#### INPUT:

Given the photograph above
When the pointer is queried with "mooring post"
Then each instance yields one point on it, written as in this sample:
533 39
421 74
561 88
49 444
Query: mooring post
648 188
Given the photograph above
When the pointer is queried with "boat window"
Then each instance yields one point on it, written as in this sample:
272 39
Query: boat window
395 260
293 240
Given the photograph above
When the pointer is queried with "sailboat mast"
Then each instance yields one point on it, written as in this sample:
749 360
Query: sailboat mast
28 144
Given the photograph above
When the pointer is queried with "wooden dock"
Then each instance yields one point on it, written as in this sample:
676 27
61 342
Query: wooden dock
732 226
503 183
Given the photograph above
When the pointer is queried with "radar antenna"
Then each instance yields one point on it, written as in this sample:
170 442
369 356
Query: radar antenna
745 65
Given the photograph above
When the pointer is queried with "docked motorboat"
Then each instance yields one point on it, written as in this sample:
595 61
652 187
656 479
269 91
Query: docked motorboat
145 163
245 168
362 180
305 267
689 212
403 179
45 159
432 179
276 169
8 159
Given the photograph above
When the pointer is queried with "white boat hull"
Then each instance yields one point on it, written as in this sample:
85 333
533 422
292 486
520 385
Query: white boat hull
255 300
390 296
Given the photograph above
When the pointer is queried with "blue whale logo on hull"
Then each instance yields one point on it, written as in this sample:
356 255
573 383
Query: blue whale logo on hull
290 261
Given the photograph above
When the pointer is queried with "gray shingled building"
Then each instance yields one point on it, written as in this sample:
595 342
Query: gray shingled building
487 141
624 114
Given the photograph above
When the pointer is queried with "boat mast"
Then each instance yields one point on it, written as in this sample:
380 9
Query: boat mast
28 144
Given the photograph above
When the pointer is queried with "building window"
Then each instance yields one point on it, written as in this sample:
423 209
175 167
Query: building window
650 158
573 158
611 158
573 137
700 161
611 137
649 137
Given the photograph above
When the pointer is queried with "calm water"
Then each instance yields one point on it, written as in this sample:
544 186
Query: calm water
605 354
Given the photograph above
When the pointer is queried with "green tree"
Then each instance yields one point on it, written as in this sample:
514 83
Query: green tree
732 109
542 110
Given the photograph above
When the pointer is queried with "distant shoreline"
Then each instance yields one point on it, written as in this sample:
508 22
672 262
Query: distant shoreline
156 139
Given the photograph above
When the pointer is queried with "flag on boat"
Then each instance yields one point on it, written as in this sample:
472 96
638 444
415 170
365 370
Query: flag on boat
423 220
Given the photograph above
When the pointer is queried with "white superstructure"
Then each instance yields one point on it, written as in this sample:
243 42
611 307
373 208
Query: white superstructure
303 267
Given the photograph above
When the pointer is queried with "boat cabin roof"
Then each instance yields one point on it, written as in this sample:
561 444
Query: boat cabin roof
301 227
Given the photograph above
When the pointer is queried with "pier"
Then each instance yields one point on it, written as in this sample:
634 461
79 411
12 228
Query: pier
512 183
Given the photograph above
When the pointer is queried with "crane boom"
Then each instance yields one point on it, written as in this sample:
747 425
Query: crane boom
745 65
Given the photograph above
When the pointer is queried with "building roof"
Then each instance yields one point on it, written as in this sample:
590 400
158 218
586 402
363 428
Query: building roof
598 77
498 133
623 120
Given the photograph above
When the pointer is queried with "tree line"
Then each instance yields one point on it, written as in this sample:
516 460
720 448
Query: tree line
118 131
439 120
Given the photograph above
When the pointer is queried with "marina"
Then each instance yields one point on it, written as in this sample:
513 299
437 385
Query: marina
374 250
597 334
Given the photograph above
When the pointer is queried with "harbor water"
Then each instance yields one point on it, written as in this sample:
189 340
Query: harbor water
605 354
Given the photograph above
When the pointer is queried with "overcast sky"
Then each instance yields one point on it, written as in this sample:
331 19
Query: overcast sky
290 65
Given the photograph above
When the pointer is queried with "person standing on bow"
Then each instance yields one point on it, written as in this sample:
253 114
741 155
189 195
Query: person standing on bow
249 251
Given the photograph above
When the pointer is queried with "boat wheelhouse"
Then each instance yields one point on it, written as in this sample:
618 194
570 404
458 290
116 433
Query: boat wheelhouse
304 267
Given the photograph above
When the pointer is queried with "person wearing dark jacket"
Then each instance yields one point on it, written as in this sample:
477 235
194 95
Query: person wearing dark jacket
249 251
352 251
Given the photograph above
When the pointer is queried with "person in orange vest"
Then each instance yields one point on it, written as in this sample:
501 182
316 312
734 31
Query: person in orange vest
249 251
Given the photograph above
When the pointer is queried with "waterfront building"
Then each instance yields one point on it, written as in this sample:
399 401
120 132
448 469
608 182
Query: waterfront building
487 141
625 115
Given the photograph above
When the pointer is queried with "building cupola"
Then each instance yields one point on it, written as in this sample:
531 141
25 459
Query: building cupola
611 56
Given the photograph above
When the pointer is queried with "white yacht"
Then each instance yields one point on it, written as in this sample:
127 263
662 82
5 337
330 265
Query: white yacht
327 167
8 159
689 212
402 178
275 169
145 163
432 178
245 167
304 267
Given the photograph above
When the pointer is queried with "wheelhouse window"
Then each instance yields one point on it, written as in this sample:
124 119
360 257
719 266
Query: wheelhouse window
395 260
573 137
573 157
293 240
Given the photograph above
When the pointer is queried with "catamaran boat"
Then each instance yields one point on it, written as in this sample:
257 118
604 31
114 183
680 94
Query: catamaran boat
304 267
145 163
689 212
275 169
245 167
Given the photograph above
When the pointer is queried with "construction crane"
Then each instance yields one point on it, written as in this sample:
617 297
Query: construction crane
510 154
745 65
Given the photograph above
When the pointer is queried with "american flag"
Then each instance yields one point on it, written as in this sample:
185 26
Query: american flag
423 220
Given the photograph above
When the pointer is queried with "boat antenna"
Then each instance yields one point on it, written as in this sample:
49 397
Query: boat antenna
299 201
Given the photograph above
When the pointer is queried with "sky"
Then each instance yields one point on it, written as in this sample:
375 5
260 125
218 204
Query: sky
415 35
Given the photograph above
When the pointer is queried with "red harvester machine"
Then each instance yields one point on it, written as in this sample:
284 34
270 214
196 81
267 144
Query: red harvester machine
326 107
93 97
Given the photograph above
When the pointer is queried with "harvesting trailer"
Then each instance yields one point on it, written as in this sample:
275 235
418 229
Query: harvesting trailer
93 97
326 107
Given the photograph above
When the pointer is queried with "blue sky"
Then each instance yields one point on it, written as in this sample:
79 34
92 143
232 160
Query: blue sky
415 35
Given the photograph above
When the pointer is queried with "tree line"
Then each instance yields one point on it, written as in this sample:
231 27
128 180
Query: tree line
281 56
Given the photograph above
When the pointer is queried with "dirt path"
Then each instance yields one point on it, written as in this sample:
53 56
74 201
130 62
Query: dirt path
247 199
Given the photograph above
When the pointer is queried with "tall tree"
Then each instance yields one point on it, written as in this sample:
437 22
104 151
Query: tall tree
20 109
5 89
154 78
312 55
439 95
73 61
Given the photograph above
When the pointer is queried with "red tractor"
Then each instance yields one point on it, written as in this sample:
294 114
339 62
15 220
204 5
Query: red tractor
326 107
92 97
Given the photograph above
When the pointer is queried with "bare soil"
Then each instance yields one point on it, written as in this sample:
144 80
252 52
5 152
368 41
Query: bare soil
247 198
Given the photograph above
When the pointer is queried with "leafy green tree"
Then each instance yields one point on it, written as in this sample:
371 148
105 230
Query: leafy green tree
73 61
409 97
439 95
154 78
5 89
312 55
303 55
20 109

#### HOW TO COMPLETE THIS TASK:
What you return must match the records above exactly.

#### WORKED SOLUTION:
Given the photograph above
When the pointer is queried with "mooring post"
Then each instance yields one point on it, written as in this sample:
533 39
421 74
561 88
49 444
Query: mooring post
648 188
Given the photograph above
When the pointer is queried with "boat window"
Then each instance yields one point on it, written as in this sample:
272 39
Query: boat window
395 260
293 240
Given the photograph above
When the pointer is queried with "sailboat mast"
Then each instance yields one point on it, written as in this sample:
749 360
Query: sailboat mast
28 144
Given the photograph above
When the pointer is queried with "wooden dock"
Then each instance yields one point on it, written as in this sample:
676 27
61 342
Query: wooden dock
732 226
503 183
Given the photograph above
When the pointer is queried with "radar antenna"
Then each instance yields one point on it, written as in this sample:
170 442
369 356
Query: radar antenna
745 65
Given the photograph above
When the pointer is queried with "docked motorboat"
Then each instance yields one point on it, written as in this sample:
595 61
652 187
656 479
269 91
Query: docked motorboat
145 163
245 168
362 180
305 267
689 212
403 179
45 159
432 179
276 169
8 159
Given the photograph above
When the pointer is queried with "white boat hull"
Then each instance yields one point on it, written as in this sample:
85 333
533 422
292 486
520 385
Query: white boat hull
255 300
390 296
Given the photograph above
When the pointer is queried with "blue whale logo on hull"
Then each instance yields one point on it, written as in this sample:
356 255
573 383
Query: blue whale logo on hull
290 261
Given the photograph above
When the pointer is queried with "gray shingled building"
Then each instance yields one point on it, written as in this sample:
595 342
Query: gray shingled building
487 141
624 114
Given the photograph above
When the pointer is queried with "boat mast"
Then each instance yields one point on it, written as in this sample:
380 9
Query: boat mast
28 144
Given the photograph above
When the pointer is queried with "building window"
Then each instance yields one point on it, written as in this sample:
423 209
175 167
Query: building window
650 158
573 158
611 158
573 137
700 161
611 137
649 137
Given the photograph above
When the pointer is queried with "calm water"
Then each instance yields one point on it, written as in this sample:
544 186
Query: calm water
605 354
Given the photograph above
When the pointer is queried with "green tree"
Then each instance yields one point on it, written as in this sample:
514 83
Query: green tree
732 109
542 110
Given the photograph above
When the pointer is queried with "distant shoreline"
Then each instance yields one point on it, written as in this sample:
508 22
672 262
Query: distant shoreline
156 139
Given the photograph above
When the pointer is queried with "flag on boat"
Then each instance yields one point on it, written as in this sample:
472 96
638 444
415 170
365 370
Query: flag on boat
423 220
Given the photograph above
When the pointer is queried with "white superstructure"
Then each instance yields one point on it, written as in this sample:
243 42
611 307
373 208
Query: white superstructure
303 267
Given the photograph above
When the pointer is queried with "boat cabin roof"
Then each instance yields one point on it, written as in this sample:
561 444
Query: boat cabin roof
301 227
Given the photograph above
When the pointer is queried with "pier"
Then each instance yields one point on it, written as in this sample:
634 461
79 411
12 228
Query: pier
512 183
Given the photograph above
When the pointer is queried with "crane boom"
Then each instance yields one point on it, written as in this sample:
747 425
Query: crane boom
745 65
Given the photograph above
When the pointer is queried with "building roof"
Then each instance yields one point on it, written as in this sample:
590 400
158 218
586 402
363 428
Query: building roof
598 77
498 133
623 120
Given the photograph above
When the pointer is queried with "tree line"
Then each instance yields one point on it, written as in this sample:
516 460
720 448
Query: tree line
118 131
439 120
Given the photograph above
When the pointer is queried with "marina"
Then each instance yields one point on it, written as in this sample:
513 299
437 385
Query: marina
374 250
597 334
Given the photograph above
When the pointer is queried with "harbor water"
Then each instance yields one point on it, written as in this sample:
189 340
Query: harbor water
605 354
Given the photograph above
When the pointer is queried with "overcast sky"
Then each instance yields one point on it, written as in this sample:
331 19
Query: overcast sky
290 65
Given the photograph above
When the pointer is queried with "person standing on bow"
Then each instance yields one point on it, written as in this sample:
253 114
741 155
189 195
Query: person standing on bow
249 251
Given the photograph above
When the pointer is queried with "boat wheelhouse"
Then each instance yields one point on it, written as in this sample:
618 194
570 404
458 290
116 433
Query: boat wheelhouse
304 267
Given the photograph above
When the pointer is queried with "person wearing dark jacket"
Then each instance yields one point on it, written as in this sample:
477 235
194 95
Query: person wearing dark jacket
249 251
352 251
Given the photograph above
When the pointer is queried with "person in orange vest"
Then each instance yields one point on it, written as in this sample:
501 182
316 312
734 31
Query: person in orange vest
249 251
Given the photograph above
When the pointer is queried with "waterfront building"
Then each instance yields one point on it, written as in this sample:
399 401
120 132
448 469
608 182
Query: waterfront building
487 141
625 115
Given the photograph above
When the pointer is queried with "building cupola"
Then each instance yields one point on it, written as in this sample:
531 141
25 459
Query: building cupola
611 56
Given the photograph above
When the pointer is queried with "white yacht"
Then each instance yields one point on it, written as in this sample:
127 263
662 82
5 337
330 265
Query: white yacht
327 167
8 159
689 212
402 178
275 169
145 163
432 178
245 167
304 267
Given the photograph above
When the pointer is queried with "wheelhouse window"
Then each instance yields one point on it, written as in this sample:
124 119
360 257
719 266
Query: wheelhouse window
395 260
573 137
573 157
293 240
Given the photograph above
When the pointer is queried with "catamaran boat"
Then each instance yields one point on it, written as in this sample:
257 118
604 31
114 183
680 94
Query: catamaran boat
304 267
145 163
689 212
275 169
245 167
Given the photograph above
When the pointer is queried with "construction crane"
Then each instance yields one point on it, written as in this sample:
617 297
Query: construction crane
510 154
745 65
Given the photograph above
When the pointer is queried with "american flag"
Then each instance yields one point on it, written as in this sample:
185 26
Query: american flag
423 220
Given the photograph above
When the pointer is queried with "boat antenna"
Then each instance yields one point on it, written as in this sample:
49 397
Query: boat antenna
299 201
Given the photograph above
When the pointer is queried with "sky"
Then each instance yields one point on it, written as in this sample:
375 5
260 125
218 204
Query: sky
415 35
Given the photograph above
When the pointer is queried with "red harvester machine"
Then each instance yields one point on it, written as in this sample:
284 34
270 214
196 81
267 144
Query: red harvester machine
326 107
93 97
Given the photograph above
When the pointer is queried with "harvesting trailer"
Then each instance yields one point on it, written as in this sample:
275 235
418 229
Query: harvesting trailer
93 97
326 107
Given the photograph above
When the pointer is queried with "blue sky"
Then each instance yields one point on it, written as in this sample:
79 34
92 143
232 160
Query: blue sky
415 35
Given the photograph above
When the pointer is queried with "tree line"
Then each instance yields one point on it, written as in this sample:
231 27
128 180
Query: tree line
281 56
Given the photograph above
When the pointer is queried with "dirt path"
Then each instance yields one point on it, written as in this sample:
53 56
74 201
130 62
Query: dirt path
247 199
Given the photograph above
When the pointer is queried with "tall tree"
Then each instance yields one point on it, written as in this sample:
437 22
104 151
Query: tall tree
20 109
5 89
154 78
312 55
439 95
73 61
Given the photograph above
When the pointer is queried with "red tractor"
Then each instance yields one point on it, written as in this sample:
294 114
339 62
15 220
204 5
Query: red tractor
326 107
92 97
Given the photograph above
When the pointer is queried with "bare soil"
Then each instance yields one point on it, written as in this sample:
144 80
252 52
5 152
368 41
Query: bare soil
247 198
Given the photograph above
When the pointer is queried with "leafy green tree"
Then each instance yields one point on it, written as in this sample:
371 148
105 230
Query: leafy green tree
73 61
409 97
439 95
154 78
5 89
312 55
303 55
20 109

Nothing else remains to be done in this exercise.